*** Begin section ***

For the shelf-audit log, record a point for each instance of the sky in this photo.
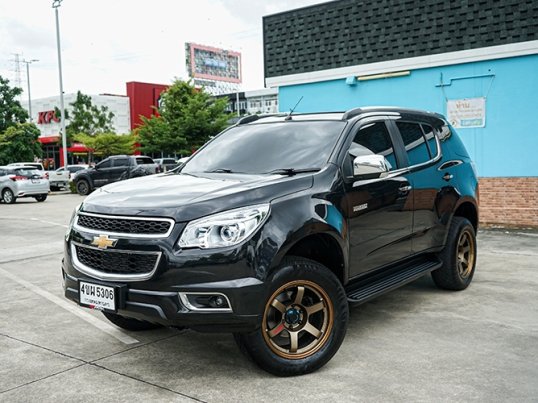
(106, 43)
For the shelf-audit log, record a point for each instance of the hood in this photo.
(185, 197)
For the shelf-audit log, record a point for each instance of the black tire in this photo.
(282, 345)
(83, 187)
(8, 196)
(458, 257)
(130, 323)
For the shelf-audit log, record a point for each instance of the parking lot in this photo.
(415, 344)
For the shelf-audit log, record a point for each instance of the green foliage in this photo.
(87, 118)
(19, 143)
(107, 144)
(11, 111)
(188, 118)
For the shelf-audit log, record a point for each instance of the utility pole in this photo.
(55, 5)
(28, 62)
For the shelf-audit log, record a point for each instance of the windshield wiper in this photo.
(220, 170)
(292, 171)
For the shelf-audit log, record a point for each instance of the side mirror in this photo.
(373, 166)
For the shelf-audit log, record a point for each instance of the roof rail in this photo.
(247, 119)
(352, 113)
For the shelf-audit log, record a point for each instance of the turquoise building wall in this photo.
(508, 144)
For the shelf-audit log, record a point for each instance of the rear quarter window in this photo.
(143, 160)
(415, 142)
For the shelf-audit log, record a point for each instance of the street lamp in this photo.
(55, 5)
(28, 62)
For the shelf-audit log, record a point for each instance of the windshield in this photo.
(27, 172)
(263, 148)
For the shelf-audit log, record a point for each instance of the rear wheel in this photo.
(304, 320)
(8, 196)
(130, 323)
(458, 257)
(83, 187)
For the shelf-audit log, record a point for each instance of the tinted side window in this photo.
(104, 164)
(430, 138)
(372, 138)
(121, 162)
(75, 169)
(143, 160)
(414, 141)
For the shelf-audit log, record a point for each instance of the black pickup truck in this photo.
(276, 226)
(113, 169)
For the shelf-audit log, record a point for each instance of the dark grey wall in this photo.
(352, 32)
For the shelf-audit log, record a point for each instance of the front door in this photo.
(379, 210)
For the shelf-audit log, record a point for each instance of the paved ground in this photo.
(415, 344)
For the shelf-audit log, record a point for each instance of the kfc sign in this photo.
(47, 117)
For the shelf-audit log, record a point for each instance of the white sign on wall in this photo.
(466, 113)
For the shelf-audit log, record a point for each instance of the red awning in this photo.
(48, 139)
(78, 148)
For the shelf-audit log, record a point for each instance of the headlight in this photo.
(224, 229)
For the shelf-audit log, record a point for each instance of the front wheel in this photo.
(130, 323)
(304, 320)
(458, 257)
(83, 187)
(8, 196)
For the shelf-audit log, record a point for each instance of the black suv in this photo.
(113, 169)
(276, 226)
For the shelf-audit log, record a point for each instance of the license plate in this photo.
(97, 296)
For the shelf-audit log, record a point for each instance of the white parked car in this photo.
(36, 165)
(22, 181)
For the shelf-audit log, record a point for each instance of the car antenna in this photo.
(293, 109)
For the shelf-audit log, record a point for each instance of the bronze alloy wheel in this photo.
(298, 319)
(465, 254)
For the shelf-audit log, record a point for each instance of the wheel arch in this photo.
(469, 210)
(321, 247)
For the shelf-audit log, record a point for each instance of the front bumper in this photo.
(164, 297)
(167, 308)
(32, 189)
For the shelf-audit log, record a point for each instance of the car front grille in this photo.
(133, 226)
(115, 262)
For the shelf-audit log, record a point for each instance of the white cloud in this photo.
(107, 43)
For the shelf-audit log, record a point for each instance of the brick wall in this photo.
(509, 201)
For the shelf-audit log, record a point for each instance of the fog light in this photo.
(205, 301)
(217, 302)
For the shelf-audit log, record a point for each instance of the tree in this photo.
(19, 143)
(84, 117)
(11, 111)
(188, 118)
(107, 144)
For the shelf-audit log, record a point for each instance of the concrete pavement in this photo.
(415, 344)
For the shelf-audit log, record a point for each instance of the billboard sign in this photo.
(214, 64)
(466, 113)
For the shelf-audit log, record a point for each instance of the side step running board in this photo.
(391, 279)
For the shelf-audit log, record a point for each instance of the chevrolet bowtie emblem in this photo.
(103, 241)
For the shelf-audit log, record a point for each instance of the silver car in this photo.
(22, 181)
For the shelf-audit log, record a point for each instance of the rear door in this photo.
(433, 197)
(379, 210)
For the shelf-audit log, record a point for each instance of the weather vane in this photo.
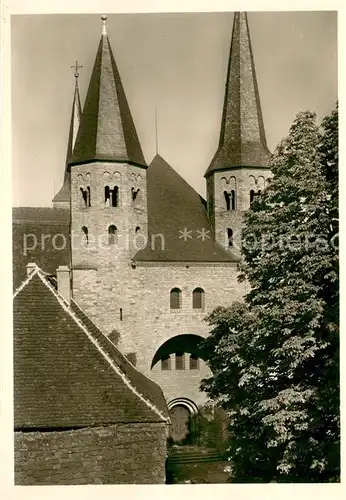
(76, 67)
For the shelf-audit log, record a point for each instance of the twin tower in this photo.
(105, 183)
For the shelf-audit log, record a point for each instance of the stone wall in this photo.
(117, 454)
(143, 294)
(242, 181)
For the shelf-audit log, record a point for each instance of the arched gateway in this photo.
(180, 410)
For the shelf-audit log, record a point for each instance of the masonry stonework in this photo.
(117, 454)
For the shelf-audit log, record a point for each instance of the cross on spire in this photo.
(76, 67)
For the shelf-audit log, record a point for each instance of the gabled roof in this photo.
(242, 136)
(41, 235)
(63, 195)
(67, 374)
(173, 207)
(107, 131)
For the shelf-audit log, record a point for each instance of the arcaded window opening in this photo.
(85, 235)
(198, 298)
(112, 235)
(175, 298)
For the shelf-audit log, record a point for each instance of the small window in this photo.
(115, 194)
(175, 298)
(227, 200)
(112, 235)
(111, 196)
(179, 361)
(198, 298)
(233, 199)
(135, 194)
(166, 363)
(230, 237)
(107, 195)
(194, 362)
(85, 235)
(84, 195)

*** End section ***

When you reproduce the entries above, keep every word exact and leave the images out.

◆ **REPLY**
For the shelf-audit log, record a point for each instance of the sky in this photo.
(106, 43)
For the shelf-audit log, record a point for each instance of the hood in this photo.
(185, 197)
For the shelf-audit log, record a point for each instance of the black tire in this photo.
(282, 345)
(83, 187)
(8, 196)
(458, 257)
(130, 323)
For the shelf-audit log, record a point for each instance of the parking lot in this photo.
(415, 344)
For the shelf-audit log, record a point for each instance of the green foliage in this photo.
(87, 118)
(19, 143)
(107, 144)
(11, 111)
(188, 118)
For the shelf-audit log, record a point for each instance of the utility pole in this photo.
(55, 5)
(28, 62)
For the shelf-audit log, record a point for each instance of the windshield wiper in this photo.
(220, 170)
(292, 171)
For the shelf-audit log, record a point for each instance of the side mirror in this photo.
(373, 166)
For the shelf-audit log, record a point for each instance of the roof rail in this photo.
(247, 119)
(352, 113)
For the shelf-audit log, record a point for each instance of the turquoise building wall in this photo.
(508, 144)
For the shelf-audit log, record a point for each instance of the rear quarter window in this photo.
(143, 160)
(415, 142)
For the shelf-audit log, record a point for each instance of the street lamp in this photo.
(55, 5)
(28, 62)
For the shelf-audit log, record a point for each instance of the windshield in this photo.
(27, 172)
(263, 148)
For the shelf-audit log, record a point for each instance of the rear wheel in this photo.
(304, 320)
(8, 196)
(130, 323)
(458, 257)
(83, 187)
For the shelf-audit log, record a point for each instance of the tinted side window in this photo.
(104, 164)
(430, 138)
(372, 138)
(121, 162)
(75, 169)
(143, 160)
(414, 141)
For the shelf-audit log, record a point for each instance of the black pickup truck in this photo.
(276, 226)
(113, 169)
For the shelf-audit log, record a point for each instance of the dark grey wall in this photo.
(352, 32)
For the shelf-audit log, record a point for each instance of the front door in this photo.
(379, 210)
For the shelf-audit log, record a point for each instance of the paved ground in this photo.
(415, 344)
For the shelf-audit log, record a point for each instance of the kfc sign in this photo.
(47, 117)
For the shelf-audit log, record a point for each instance of the white sign on wall in this photo.
(466, 113)
For the shelf-audit log, record a point for each instance of the red awning in this photo.
(48, 139)
(78, 148)
For the shelf-audit log, record a point for each instance of the headlight in this photo.
(224, 229)
For the shelf-audit log, record a point for each instance of the front wheel in this photo.
(130, 323)
(304, 320)
(458, 257)
(83, 187)
(8, 196)
For the shelf-audit log, record a point for each instance of the black suv in this photo.
(113, 169)
(276, 226)
For the shelf-audit log, record a point for each instance of the license plate in this photo.
(97, 296)
For the shelf-audit log, record a point for each instance of the white parked car in this photo.
(36, 165)
(22, 181)
For the shelf-audit log, record a point for each instance of the car antenna in this photo.
(293, 109)
For the shelf-audit log, record a point for each instance of the bronze alloy wheel in this photo.
(298, 319)
(465, 254)
For the shelf-audit log, record a point for each instance of the wheel arch in this photo.
(469, 210)
(321, 247)
For the shelf-audit log, record a point for each instance of the front bumper in this photo.
(164, 297)
(167, 308)
(32, 189)
For the shelf-audit log, record a point for each instance of the car front grille in this photo.
(133, 226)
(115, 262)
For the shelf-audit log, record a point for each instance of the white cloud in this photo.
(107, 43)
For the shelf-audit log, record a point for each instance of the brick wall in this photo.
(509, 201)
For the shelf-audit log, record a point for each instance of the fog light in this photo.
(205, 301)
(217, 302)
For the shelf-audit log, record a point for each instance of the tree in this photo.
(19, 143)
(84, 117)
(11, 111)
(188, 118)
(107, 144)
For the shelf-audit log, record a point for each instance of the concrete pavement in this photo.
(415, 344)
For the shelf-audit log, record a point for each instance of the billboard sign in this photo.
(214, 64)
(466, 113)
For the shelf-audit log, record a point for each instance of the side step running board in this photo.
(391, 279)
For the shelf-audit log, record a point for each instance of the chevrolet bowtie emblem in this photo.
(103, 241)
For the shelf-audit log, record a point for each instance of the silver car in this photo.
(22, 181)
For the shelf-audit log, record a point for each instance of the rear door in this photo.
(433, 197)
(379, 210)
For the shelf-audit log, record a point for each instance of the weather vane in this photo.
(76, 67)
For the shelf-audit log, record a point for each instance of the twin tower in this photo.
(105, 183)
For the shelf-audit log, record a point for each instance of the stone wall in this photo.
(117, 454)
(143, 294)
(242, 181)
For the shelf-audit log, record a point for each instance of the arched gateway in this photo.
(180, 410)
For the shelf-audit log, record a point for each instance of the masonry stonework in this photo.
(117, 454)
For the shelf-audit log, record a point for each instance of the cross on spire in this photo.
(76, 67)
For the shelf-audit log, record a point for each instance of the gabled roof in this photo.
(242, 136)
(41, 235)
(63, 195)
(67, 374)
(173, 207)
(107, 131)
For the shelf-audit log, record a point for each instance of the arcaded window opening in this photo.
(85, 235)
(198, 298)
(112, 235)
(175, 298)
For the shelf-audit log, record a point for each instance of the small window in this photo.
(115, 194)
(175, 298)
(227, 200)
(112, 235)
(111, 196)
(179, 361)
(198, 298)
(233, 199)
(135, 194)
(166, 363)
(230, 237)
(107, 195)
(194, 362)
(85, 235)
(84, 195)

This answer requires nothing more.